• [PROBLEM STATEMENT]: Copy every item below verbatim, leaving out the pictures.

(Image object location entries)
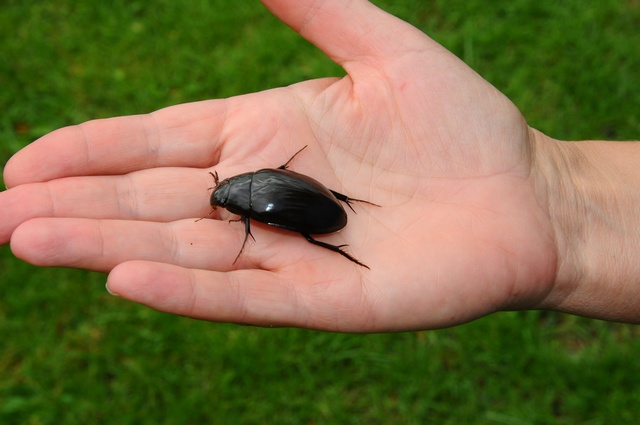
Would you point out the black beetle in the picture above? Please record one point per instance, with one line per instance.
(283, 198)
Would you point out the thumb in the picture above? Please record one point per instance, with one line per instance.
(349, 31)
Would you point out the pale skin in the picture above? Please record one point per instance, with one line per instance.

• [EXPECTED OUTPUT]:
Would you point out the black beetle in the picture above? Please record one point per instance, with one line per instance.
(283, 198)
Would you point out the thumb in the picture above? Please record one point per instance, with one line per instance.
(349, 31)
Would you point out the pale skin in the picture above? Please record one point per instance, with one line per instance.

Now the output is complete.